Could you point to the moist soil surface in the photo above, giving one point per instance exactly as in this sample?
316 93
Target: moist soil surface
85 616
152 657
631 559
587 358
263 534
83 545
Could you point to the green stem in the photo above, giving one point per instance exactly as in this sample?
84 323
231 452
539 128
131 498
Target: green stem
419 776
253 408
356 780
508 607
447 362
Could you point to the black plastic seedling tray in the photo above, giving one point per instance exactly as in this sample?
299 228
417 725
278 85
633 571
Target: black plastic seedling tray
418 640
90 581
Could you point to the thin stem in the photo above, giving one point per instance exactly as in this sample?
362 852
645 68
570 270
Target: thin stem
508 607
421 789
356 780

□ □ □ □ □ □ □

- Stated goal: Every line above should be written out again exactly as it stands.

- Solution to this exercise:
Could you point to the moist soil surface in the photo above, giving one point per instance exactly as in this sample?
316 93
Target: moist soil surface
85 616
152 657
631 559
587 358
263 534
83 545
Could you point to the green stem in the photo above, giving one point per instance exactly as in this sample?
84 323
231 452
539 128
131 498
Target: green stem
419 776
253 408
356 780
508 607
447 362
Could you point to the black plastic seedling tray in the photo above, giving one point per instance exactly as in this sample?
299 228
417 725
278 85
633 571
Target: black plastic seedling tray
418 640
90 581
Could you point to the thin stem in the photo above, giving one point per instance exactly as in this sample?
362 852
645 68
570 270
Target: thin stem
508 607
421 789
356 780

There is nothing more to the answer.